• Task goal
Down to the final line, print each entry exactly.

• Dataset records
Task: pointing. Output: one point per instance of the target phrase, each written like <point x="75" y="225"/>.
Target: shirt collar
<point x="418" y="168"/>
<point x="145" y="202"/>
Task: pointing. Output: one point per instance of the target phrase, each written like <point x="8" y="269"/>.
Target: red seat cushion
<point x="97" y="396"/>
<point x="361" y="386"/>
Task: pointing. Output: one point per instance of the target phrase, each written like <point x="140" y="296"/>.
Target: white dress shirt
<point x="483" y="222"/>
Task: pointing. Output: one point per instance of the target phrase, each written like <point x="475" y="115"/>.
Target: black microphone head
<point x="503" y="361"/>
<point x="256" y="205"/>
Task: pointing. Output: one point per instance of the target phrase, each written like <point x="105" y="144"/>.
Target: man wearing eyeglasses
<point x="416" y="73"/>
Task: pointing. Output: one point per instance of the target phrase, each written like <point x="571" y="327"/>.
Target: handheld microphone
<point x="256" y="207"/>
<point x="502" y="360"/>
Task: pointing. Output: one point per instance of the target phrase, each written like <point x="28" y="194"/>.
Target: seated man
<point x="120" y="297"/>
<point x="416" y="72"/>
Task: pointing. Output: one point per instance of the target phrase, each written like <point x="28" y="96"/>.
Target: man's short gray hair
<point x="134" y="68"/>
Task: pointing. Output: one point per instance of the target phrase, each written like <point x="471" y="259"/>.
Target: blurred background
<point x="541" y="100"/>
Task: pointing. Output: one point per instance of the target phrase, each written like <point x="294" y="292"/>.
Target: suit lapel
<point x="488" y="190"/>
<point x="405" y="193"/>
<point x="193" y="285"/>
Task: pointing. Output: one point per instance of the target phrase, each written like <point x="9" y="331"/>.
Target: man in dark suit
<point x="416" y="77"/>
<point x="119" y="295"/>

• Your solution
Task: pointing. Output: one point per instance of the target phrase, each written like <point x="75" y="225"/>.
Target: shirt collar
<point x="418" y="168"/>
<point x="145" y="202"/>
Task: pointing. Output: one point per instance of the target phrase, each written like <point x="8" y="269"/>.
Target: red seat cushion
<point x="97" y="396"/>
<point x="361" y="386"/>
Task: pointing. Output: one point per instance of the target phrase, each written like <point x="140" y="296"/>.
Target: white dress shirt
<point x="483" y="222"/>
Task: pointing. Output: one point per instance of the target phrase, each written like <point x="475" y="115"/>.
Target: black microphone head
<point x="503" y="361"/>
<point x="256" y="205"/>
Task: pointing. Output: one point per instance of the target phrase, each written like <point x="105" y="144"/>.
Target: man wearing eyeglasses
<point x="416" y="73"/>
Task: pointing. Output: one point per instance of the target phrase, each written like <point x="571" y="327"/>.
Target: handheld microphone
<point x="256" y="207"/>
<point x="502" y="360"/>
Task: pointing. Output: one point per instance of the target phrase, each written like <point x="28" y="194"/>.
Target: seated man
<point x="120" y="297"/>
<point x="416" y="72"/>
Task: pointing. Output: one point per instance of the target phrase, each written like <point x="28" y="96"/>.
Target: man's short gray hair
<point x="134" y="68"/>
Task: pointing. Output: one point per instance of the target phrase, each written like <point x="471" y="259"/>.
Target: blurred background
<point x="541" y="100"/>
Task: pointing. Output: one point per instance of the target phrase, each written like <point x="294" y="292"/>.
Target: suit lapel
<point x="488" y="190"/>
<point x="405" y="193"/>
<point x="193" y="285"/>
Task: pointing. Output: one point per instance of the target phrase, each written like <point x="9" y="331"/>.
Target: man in dark suit
<point x="416" y="77"/>
<point x="119" y="295"/>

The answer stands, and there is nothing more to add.